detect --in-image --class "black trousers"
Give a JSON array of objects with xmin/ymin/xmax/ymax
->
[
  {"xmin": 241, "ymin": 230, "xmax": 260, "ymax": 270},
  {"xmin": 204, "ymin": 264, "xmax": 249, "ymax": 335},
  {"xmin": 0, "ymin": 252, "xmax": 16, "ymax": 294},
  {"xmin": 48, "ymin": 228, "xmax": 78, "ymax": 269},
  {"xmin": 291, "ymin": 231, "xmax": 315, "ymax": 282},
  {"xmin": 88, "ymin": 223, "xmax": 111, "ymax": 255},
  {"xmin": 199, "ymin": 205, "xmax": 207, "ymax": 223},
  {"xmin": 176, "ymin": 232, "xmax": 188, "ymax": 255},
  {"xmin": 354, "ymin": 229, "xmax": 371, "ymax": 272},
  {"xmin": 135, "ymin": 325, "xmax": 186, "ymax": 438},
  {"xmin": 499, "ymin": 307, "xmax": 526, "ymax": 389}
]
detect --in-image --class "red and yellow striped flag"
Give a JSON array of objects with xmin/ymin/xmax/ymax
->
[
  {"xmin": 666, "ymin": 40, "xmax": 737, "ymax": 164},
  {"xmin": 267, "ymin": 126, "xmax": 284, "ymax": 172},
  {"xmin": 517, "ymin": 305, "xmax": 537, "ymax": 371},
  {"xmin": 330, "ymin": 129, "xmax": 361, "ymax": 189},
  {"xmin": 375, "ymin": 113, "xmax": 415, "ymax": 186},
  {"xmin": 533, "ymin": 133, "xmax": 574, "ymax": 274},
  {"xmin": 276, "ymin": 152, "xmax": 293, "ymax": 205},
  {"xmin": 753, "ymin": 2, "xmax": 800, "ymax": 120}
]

◆ **WHAT IS NEEDED**
Among the lines of these entries, find those that contain "image". Give their number and nothing else.

◆ **RESPONSE FOR THIS EXERCISE**
2